---------- Texto ----------
Las fuentes que han llegado hasta nosotros hablan de una distribución por sorteo. La historiografía moderna no logra ponerse de acuerdo sobre el papel desempeñado en tal reparto por la maltrecha autoridad romana, ilegítima por más señas en aquel momento. Los autores contemporáneos tanto nativos como extranjeros –principalmente Orosio, Hidacio, Olimpiodoro y Sozomeno– aportan noticias contradictorias. Lo cierto es que la repartición respetó la organización territorial en que estaba dividida la diocesis Hispaniarum: los vándalos asdingos se quedaron con la Gallaecia occidental; los suevos, con la parte oriental de la misma, la correspondiente a la zona atlántica; la Bética fue a parar a manos de los vándalos silingos y los alanos, por su parte, obtuvieron las provincias Cartaginense y Lusitana.
La suerte que corrió cada uno de estos pueblos fue desigual; los únicos que perduraron fueron los suevos.
La colaboración visigoda en la restauración de la autoridad romana legítima en Hispania no se vio traducida en posesiones territoriales. Ello se debió, seguramente, a los estrechos vínculos políticos, militares e incluso familiares entre el Imperio legítimo y los visigodos. Las fuentes de la época nos informan de la intención de los visigodos de crear un Estado propio que con el tiempo pudiera ocupar el lugar de Roma. No obstante, parece que la situación en la segunda década del siglo V no era la más adecuada para aventurarse en una empresa de tal calibre. Tras la muerte de Alarico en el sur de Italia, su sucesor Ataúlfo, sin renunciar al proyecto de crear un reino autónomo, decidió que la mejor manera de obtener beneficios para su pueblo era colaborar con el Imperio. Se casó con Gala Placidia, hermana del emperador Honorio y parte del botín obtenido en el saqueo de Roma del año 410, y por lo que parece comenzó a negociar con el Imperio el puesto que dentro de él iban a ocupar los visigodos. Esta estrecha relación con Roma no satisfizo a parte de su gente, y Ataúlfo fue asesinado en Barcelona en una conspiración dirigida por Sigerico, que a su vez sería eliminado pocos días más tarde.
Comenzaba así la larga historia de traiciones y asesinatos que caracterizaría la política visigoda.
Walia, hermano de Ataúlfo, se hizo con el poder y continuó la política de colaboración con el Imperio. Participó en el restablecimiento, aunque frágil, del poder romano en Hispania eliminando a los alanos y a los vándalos silingos y presionando para eliminar a Máximo, el usurpador. No obstante, por el momento la presencia visigoda en la península se limitó a la colaboración con Roma. Un nuevo tratado (año 418) entre Walia y el Imperio estableció la retirada de los visigodos y su asentamiento como pueblo federado en Aquitania a partir del 419.
----------
Descripción del ejercicio: Según el texto, ¿qué provincias obtuvieron los alanos en el reparto? Las entradas no guardan relación con el texto.
---------- Entradas registradas ----------
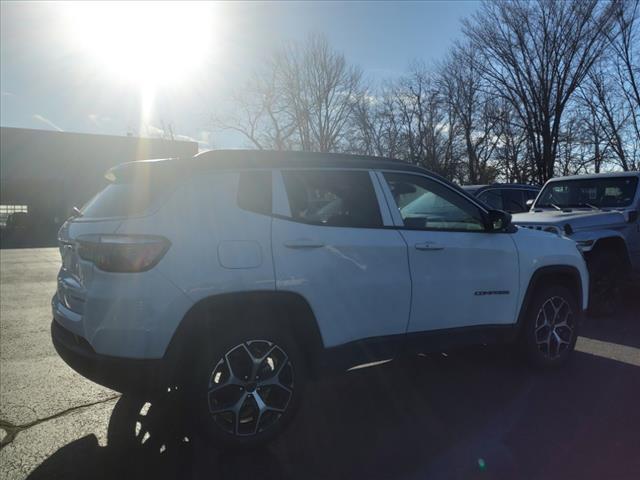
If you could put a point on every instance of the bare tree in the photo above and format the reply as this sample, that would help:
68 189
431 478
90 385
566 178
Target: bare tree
303 98
536 54
464 90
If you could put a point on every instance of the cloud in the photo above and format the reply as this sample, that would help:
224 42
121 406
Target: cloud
47 122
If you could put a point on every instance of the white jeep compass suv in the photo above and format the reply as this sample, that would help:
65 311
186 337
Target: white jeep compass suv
237 275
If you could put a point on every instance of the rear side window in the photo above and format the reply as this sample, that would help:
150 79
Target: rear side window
254 192
124 200
338 198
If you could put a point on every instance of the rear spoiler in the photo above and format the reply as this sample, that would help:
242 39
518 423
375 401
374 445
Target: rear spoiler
142 170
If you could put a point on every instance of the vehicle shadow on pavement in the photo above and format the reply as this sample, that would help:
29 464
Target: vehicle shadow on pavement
624 327
475 413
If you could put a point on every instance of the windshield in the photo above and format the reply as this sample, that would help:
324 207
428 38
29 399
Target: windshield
616 192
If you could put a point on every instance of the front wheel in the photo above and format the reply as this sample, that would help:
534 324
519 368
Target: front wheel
551 326
248 387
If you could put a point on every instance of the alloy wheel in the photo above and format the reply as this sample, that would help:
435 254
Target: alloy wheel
554 327
250 388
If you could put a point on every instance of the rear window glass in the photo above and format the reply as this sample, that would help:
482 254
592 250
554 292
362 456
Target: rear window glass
123 200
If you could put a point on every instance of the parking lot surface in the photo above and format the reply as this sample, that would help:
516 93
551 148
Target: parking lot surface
473 413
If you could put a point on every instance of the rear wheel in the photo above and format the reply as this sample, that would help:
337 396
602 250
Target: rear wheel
551 326
248 386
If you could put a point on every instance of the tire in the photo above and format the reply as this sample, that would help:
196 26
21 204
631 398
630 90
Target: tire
247 385
550 329
605 271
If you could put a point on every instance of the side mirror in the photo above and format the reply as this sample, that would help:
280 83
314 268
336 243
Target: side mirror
498 221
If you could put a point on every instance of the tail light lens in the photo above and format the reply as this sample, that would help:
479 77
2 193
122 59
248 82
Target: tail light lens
123 253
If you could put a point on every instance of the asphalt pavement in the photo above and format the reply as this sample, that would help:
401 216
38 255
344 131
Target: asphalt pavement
466 414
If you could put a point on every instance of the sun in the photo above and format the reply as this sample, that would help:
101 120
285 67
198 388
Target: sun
151 44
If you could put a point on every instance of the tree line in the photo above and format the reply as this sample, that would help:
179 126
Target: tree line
533 89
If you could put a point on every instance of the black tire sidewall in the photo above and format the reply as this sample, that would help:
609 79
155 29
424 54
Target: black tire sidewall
533 353
208 356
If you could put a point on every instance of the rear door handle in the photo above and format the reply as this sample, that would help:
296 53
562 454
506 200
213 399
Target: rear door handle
303 243
428 246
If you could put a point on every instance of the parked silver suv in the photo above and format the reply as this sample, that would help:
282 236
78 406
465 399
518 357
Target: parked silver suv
601 213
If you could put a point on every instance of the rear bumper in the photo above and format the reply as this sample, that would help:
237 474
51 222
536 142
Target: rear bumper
120 374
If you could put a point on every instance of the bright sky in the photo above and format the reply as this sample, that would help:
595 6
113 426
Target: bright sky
99 68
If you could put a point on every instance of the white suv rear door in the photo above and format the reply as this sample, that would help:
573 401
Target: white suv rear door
462 275
334 243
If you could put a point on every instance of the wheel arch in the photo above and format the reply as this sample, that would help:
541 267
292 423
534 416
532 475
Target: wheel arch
565 275
286 309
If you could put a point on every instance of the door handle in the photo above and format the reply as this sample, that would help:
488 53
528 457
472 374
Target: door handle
303 243
428 246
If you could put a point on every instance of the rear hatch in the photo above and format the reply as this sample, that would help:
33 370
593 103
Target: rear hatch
135 189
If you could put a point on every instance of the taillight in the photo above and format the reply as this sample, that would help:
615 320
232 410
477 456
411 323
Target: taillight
123 253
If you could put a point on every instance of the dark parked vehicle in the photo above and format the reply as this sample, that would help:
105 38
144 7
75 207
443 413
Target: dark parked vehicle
510 197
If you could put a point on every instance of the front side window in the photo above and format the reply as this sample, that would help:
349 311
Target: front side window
426 204
513 200
616 192
339 198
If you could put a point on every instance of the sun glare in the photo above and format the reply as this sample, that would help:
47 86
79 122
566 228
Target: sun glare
152 44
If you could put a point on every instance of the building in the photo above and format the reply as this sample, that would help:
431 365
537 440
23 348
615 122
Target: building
44 174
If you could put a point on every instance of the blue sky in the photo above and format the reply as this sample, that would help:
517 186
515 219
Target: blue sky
49 81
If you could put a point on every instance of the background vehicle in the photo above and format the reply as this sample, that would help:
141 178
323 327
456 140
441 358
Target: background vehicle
510 197
237 275
600 212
----------
Resultado del ejercicio: Las provincias Cartaginense y Lusitana.